(What the task asks):
Lay out every line of the records below as a Markdown table with two columns, n for the row number and Line for the text, skipping blank lines. Leave the pictures out of the table.
======== Entries shown
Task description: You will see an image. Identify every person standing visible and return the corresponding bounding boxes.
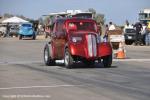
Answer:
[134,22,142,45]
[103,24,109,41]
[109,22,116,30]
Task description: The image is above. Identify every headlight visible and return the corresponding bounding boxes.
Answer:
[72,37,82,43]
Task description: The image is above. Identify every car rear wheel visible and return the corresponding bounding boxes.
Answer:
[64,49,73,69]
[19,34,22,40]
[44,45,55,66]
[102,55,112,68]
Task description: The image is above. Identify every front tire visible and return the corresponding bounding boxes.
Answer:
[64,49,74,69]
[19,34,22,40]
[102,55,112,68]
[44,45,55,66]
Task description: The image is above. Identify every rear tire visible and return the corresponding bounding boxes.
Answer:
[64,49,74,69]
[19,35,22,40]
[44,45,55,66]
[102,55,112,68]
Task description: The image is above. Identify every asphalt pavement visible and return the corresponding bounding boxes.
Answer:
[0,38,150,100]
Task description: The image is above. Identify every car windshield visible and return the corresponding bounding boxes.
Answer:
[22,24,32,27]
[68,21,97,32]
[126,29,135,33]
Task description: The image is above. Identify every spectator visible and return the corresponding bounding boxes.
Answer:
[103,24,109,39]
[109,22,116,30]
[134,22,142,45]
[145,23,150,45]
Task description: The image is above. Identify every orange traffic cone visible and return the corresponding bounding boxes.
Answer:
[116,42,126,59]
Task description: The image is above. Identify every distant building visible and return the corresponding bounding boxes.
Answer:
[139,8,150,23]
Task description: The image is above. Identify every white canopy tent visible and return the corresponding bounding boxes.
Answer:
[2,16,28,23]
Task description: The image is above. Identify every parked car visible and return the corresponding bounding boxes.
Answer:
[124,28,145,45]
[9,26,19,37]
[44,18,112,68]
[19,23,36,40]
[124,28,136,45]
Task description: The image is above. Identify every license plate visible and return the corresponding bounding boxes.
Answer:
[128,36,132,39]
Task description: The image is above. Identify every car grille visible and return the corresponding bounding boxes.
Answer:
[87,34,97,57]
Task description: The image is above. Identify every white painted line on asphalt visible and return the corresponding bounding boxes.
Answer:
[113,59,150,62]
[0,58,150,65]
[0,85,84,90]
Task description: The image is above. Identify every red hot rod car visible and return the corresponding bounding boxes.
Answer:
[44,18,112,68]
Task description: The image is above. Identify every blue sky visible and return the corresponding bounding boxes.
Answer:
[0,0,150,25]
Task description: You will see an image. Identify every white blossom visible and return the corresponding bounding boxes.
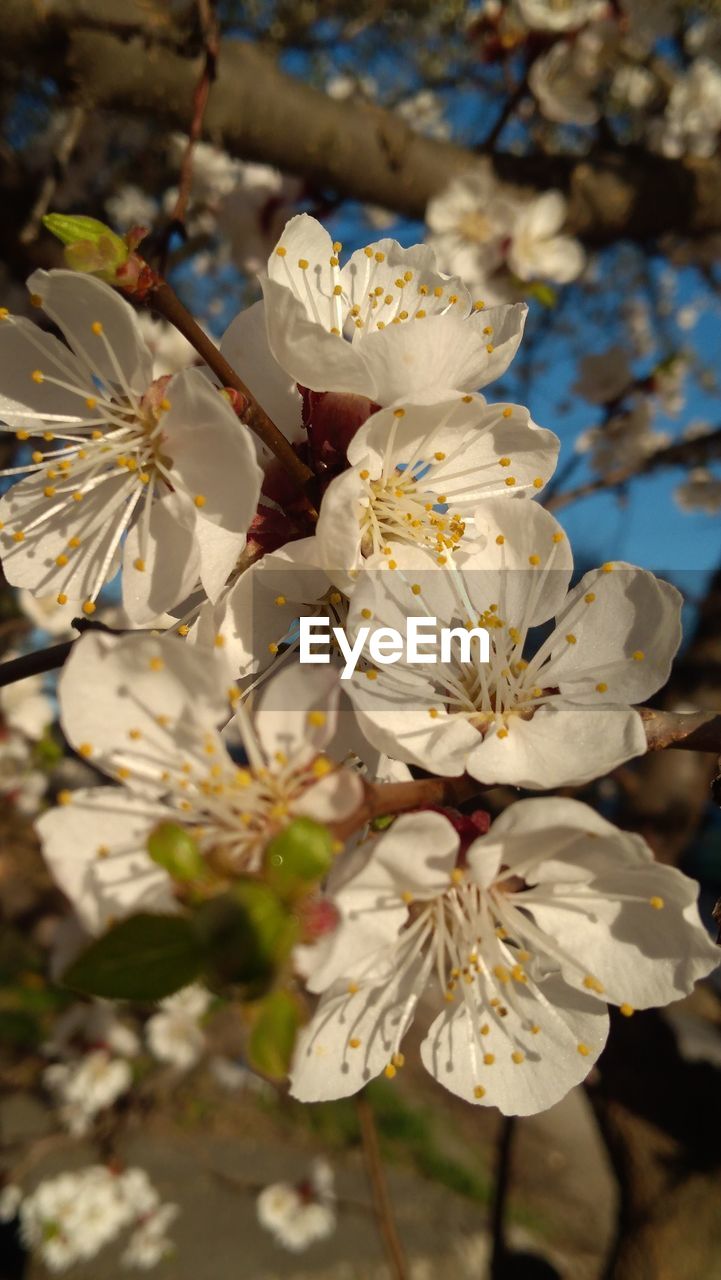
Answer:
================
(Response to the task):
| n | Line |
|---|---|
| 1 | Task description: You will see an image. Identify every person standing visible and return the corresponding bounding boxes. |
| 2 | Answer: |
| 3 | [134,22,142,45] |
| 4 | [103,24,109,41] |
| 5 | [109,22,116,30] |
| 6 | Task description: The image is above. Identify every headlight visible and return the corresponding bounding boxes. |
| 7 | Answer: |
| 8 | [72,37,82,43] |
| 9 | Task description: The image is above. Identify every car rear wheel visible and return the corresponding bounding boxes. |
| 10 | Answer: |
| 11 | [64,49,73,69] |
| 12 | [19,34,22,40] |
| 13 | [44,45,55,66] |
| 14 | [102,55,112,68] |
| 15 | Task description: The image is above. Identify every front tire visible and return the corresponding bounding boxes. |
| 16 | Answer: |
| 17 | [64,49,74,69] |
| 18 | [19,34,22,40] |
| 19 | [102,55,112,68] |
| 20 | [44,45,55,66] |
| 21 | Task description: The image is above. Identify every rear tire visible and return the corresponding bounding boxes. |
| 22 | Answer: |
| 23 | [64,49,74,69] |
| 24 | [19,35,22,40] |
| 25 | [44,45,55,66] |
| 26 | [102,55,112,68] |
| 27 | Task description: The image is above. Identify every asphalt pavement visible and return the corresponding bounding boxes. |
| 28 | Answer: |
| 29 | [0,38,150,100] |
| 30 | Task description: The image is above. Identify every car windshield visible and return the corresponding bounding boxes. |
| 31 | Answer: |
| 32 | [22,24,32,27] |
| 33 | [68,21,97,32] |
| 34 | [126,29,135,33] |
| 35 | Task description: The image is above. Identify every spectator visible and return the corresponding bounding boxes. |
| 36 | Answer: |
| 37 | [103,24,109,39] |
| 38 | [109,22,116,30] |
| 39 | [134,22,142,45] |
| 40 | [145,23,150,45] |
| 41 | Task description: The image is above. Identify every orange traffic cone visible and return the corresponding bounding boxes. |
| 42 | Answer: |
| 43 | [116,42,126,59] |
| 44 | Task description: The image is above. Identify every distant building visible and return the corresponding bounding boxes. |
| 45 | Answer: |
| 46 | [139,8,150,23] |
| 47 | Task description: The image is above. Identify every white canopy tent visible and return the corresponding bounding boxes. |
| 48 | Answer: |
| 49 | [2,16,28,23] |
| 50 | Task description: The image is above. Identify every parked car visible and return the corresponding bounding boxes. |
| 51 | Answer: |
| 52 | [124,28,145,45] |
| 53 | [9,26,19,37] |
| 54 | [44,18,112,68] |
| 55 | [19,23,36,40] |
| 56 | [124,28,136,45] |
| 57 | Task description: The image is above. Identify every license plate visible and return the corresponding bounding boxes. |
| 58 | Answer: |
| 59 | [128,36,132,39] |
| 60 | Task description: The image is above. Identify every car grille visible and return the corresponding bounding boxes. |
| 61 | Answer: |
| 62 | [87,34,97,57] |
| 63 | Task description: The image is above. Identify every white painted line on asphalt visible and return the corresponding bounding boxes. |
| 64 | Answer: |
| 65 | [113,59,150,62] |
| 66 | [0,58,150,65] |
| 67 | [0,85,84,90] |
| 68 | Task description: The image is above. Identify every red hot rod car visible and return the corresponding bounding boxes. |
| 69 | Answer: |
| 70 | [44,18,112,68] |
| 71 | Task description: The image is above. Identify every blue sky visible and return the corresponding bounding boxes. |
| 72 | Answer: |
| 73 | [0,0,150,25] |
| 74 | Task description: You will see an image. Identify every white blossom visible and return the corresponding bounding boxes. |
| 75 | Answer: |